Bounding-box records
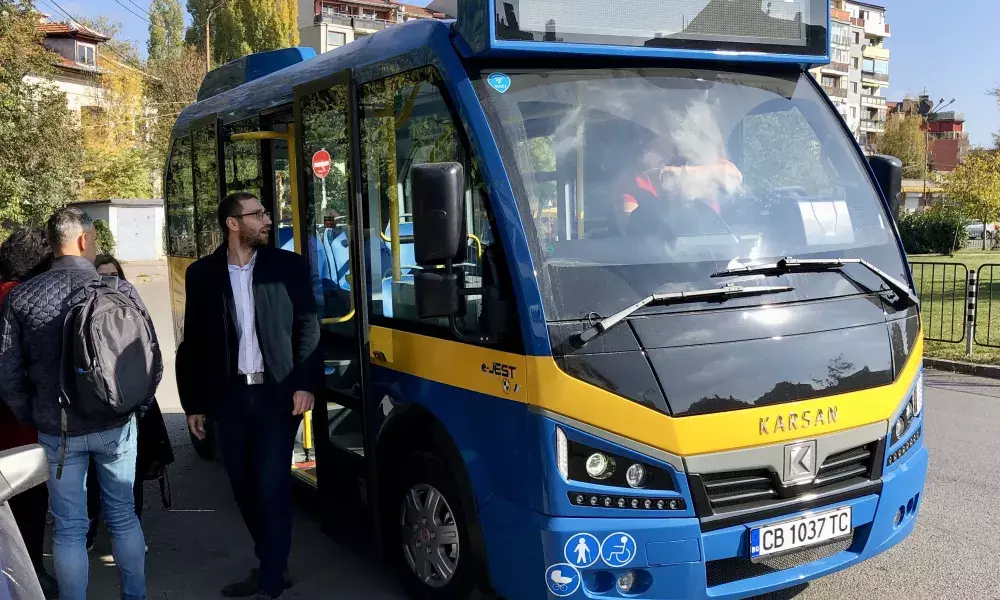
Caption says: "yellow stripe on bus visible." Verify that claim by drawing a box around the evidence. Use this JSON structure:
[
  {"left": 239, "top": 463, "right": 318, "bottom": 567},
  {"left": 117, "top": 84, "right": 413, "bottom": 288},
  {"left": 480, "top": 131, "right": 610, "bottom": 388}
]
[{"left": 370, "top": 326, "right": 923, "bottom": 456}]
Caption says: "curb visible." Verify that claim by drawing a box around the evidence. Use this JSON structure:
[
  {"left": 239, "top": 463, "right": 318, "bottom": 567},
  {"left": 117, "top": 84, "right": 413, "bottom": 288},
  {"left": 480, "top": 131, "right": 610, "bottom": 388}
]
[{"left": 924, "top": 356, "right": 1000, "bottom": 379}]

» **Exercise description**
Reproduce all of the data above word for word, but leave out the pictures.

» **Finished task**
Caption says: "yellow stripe on bus visible." Verify that claim by drawing a box around the evidence. Use this JSON structure:
[
  {"left": 239, "top": 463, "right": 318, "bottom": 567},
  {"left": 117, "top": 84, "right": 413, "bottom": 288},
  {"left": 480, "top": 131, "right": 610, "bottom": 388}
]
[{"left": 370, "top": 326, "right": 923, "bottom": 456}]
Caption says: "curb visible." Verify that claim by drawing a box around the evidence. Use this JSON structure:
[
  {"left": 239, "top": 463, "right": 318, "bottom": 567},
  {"left": 117, "top": 84, "right": 413, "bottom": 288},
  {"left": 480, "top": 131, "right": 610, "bottom": 388}
]
[{"left": 924, "top": 356, "right": 1000, "bottom": 379}]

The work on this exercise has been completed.